▶ TEXT PASSAGE:
--- START ---

Colonel Neşet's attacks on the Italian positions in the morning served only to mask the main attack that was directed against the less well-armed eastern positions held by the 11th Regiment of Bersaglieri commanded by Colonel Gustavo Fara and which, due to the conformation of the area, could not be adequately fortified. In fact, they were crossing Menscia, a densely populated district of the Tripoli oasis, and therefore could not be supported by artillery (due to the lack of a firing range) and had not been prepared for defense to avoid damaging the property of the inhabitants. The deployment of the bersaglieri saw the XXXIII battalion deployed without reserve between Fort Messri and Henni, the XXVII battalion between Henni and the sea with a company in reserve at Bu Sette, and the XV battalion in reserve east of Henni.

The main attack was directed against the Bersaglieri, striking early in the morning the 7th company of the XXXIII battalion, which was garrisoned at Fort Messri, quickly reinforced by the 9th company, the 3rd company of the XV battalion and infantry units, managing to repel the attackers at the cost of heavy losses. Again, the company was attacked from behind by civilians who were shooting from hidden in the oasis. The 8th company, deployed in Henni, was also heavily engaged, fighting until nightfall, reinforced by the 1st and 2nd company of the XV battalion and the 6th company of the XXVII battalion, which had first headed towards the mosque of Bu Mescia along the road to the cemetery of Rebab, and then towards Henni where the defense was led by Gustavo Fara.

--- END ---

▶ EXERCISE DESCRIPTION:
In the passage on the attack against the Bersaglieri, write out the part from "The main attack was" up to and including "by Gustavo Fara." again, switching "7th company" to "5th company". The listing is taken from a separate source.

▶ GIVEN INFORMATION:
--- START ---

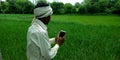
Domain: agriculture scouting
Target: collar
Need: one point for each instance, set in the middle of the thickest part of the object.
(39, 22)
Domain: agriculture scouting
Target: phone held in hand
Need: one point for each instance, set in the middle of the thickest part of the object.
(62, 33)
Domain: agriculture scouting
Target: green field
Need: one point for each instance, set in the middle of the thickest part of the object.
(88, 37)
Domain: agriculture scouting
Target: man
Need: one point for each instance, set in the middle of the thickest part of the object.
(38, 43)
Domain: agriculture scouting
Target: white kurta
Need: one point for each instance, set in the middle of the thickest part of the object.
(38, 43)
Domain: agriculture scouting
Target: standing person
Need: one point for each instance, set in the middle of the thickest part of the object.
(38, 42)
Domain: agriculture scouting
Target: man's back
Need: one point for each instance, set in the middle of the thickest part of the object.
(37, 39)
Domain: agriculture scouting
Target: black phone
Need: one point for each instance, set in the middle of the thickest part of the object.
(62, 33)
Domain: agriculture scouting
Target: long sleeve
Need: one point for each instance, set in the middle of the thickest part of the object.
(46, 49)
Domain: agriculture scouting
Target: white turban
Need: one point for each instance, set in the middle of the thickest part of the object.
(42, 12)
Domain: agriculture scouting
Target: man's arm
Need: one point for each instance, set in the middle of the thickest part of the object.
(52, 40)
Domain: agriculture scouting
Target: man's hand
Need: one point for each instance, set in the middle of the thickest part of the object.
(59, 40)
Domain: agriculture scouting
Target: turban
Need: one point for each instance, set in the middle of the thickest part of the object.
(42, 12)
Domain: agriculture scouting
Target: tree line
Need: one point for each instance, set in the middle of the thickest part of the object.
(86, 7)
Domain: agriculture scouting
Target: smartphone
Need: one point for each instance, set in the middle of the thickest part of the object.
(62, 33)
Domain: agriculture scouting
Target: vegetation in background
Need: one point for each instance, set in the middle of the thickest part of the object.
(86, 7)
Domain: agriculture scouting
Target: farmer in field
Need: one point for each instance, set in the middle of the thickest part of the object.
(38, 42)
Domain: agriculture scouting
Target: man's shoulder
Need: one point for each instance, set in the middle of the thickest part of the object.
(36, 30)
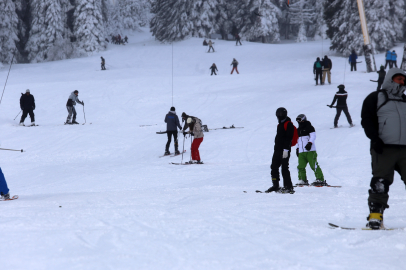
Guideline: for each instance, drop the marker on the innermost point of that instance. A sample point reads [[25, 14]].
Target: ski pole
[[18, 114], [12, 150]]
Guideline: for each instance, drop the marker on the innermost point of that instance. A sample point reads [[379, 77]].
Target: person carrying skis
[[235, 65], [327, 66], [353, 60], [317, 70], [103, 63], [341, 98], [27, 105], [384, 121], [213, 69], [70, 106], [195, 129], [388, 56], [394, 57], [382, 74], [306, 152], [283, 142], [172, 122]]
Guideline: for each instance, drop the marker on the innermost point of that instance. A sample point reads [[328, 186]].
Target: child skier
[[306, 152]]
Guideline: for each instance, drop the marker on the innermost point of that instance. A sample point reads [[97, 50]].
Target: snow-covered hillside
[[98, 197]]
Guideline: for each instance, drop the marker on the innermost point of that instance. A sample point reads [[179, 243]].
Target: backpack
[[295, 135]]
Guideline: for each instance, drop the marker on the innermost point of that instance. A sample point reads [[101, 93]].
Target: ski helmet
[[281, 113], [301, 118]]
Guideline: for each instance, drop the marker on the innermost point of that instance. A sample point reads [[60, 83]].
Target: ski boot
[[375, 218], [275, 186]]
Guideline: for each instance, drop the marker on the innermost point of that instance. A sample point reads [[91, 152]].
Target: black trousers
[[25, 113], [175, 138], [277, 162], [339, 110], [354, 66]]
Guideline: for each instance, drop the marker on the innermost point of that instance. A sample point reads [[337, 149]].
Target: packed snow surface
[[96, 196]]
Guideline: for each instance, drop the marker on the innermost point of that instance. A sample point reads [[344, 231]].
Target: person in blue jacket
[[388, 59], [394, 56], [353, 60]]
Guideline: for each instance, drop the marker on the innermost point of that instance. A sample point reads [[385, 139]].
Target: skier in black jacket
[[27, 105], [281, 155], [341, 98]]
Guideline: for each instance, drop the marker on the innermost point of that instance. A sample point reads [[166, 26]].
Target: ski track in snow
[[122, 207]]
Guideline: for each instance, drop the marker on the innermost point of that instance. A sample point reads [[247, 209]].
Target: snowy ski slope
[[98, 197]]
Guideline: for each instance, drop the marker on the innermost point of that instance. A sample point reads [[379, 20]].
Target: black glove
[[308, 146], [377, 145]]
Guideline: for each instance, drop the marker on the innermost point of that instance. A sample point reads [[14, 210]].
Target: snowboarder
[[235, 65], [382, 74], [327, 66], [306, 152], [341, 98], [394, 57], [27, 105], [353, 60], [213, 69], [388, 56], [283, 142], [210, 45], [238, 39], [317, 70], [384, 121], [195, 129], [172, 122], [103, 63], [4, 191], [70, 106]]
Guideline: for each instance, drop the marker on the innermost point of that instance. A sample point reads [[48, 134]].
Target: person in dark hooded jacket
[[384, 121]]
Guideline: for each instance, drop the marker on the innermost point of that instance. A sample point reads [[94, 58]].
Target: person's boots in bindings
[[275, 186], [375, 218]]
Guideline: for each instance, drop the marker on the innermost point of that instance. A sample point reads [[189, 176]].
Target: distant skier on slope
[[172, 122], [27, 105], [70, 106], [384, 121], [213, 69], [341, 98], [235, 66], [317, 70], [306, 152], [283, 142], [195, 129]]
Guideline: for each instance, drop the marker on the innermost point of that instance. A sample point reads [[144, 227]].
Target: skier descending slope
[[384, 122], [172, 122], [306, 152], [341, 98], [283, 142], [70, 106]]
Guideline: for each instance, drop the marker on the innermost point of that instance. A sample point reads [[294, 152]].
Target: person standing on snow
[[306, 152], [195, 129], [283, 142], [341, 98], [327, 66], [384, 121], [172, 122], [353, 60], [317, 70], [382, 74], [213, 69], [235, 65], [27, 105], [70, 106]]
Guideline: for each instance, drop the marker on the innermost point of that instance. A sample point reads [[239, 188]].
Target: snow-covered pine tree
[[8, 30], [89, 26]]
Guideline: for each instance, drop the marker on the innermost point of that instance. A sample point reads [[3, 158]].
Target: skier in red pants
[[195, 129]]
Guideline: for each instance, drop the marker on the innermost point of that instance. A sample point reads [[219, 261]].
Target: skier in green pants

--- END ---

▶ RESPONSE AREA:
The main attack was directed against the Bersaglieri, striking early in the morning the 5th company of the XXXIII battalion, which was garrisoned at Fort Messri, quickly reinforced by the 9th company, the 3rd company of the XV battalion and infantry units, managing to repel the attackers at the cost of heavy losses. Again, the company was attacked from behind by civilians who were shooting from hidden in the oasis. The 8th company, deployed in Henni, was also heavily engaged, fighting until nightfall, reinforced by the 1st and 2nd company of the XV battalion and the 6th company of the XXVII battalion, which had first headed towards the mosque of Bu Mescia along the road to the cemetery of Rebab, and then towards Henni where the defense was led by Gustavo Fara.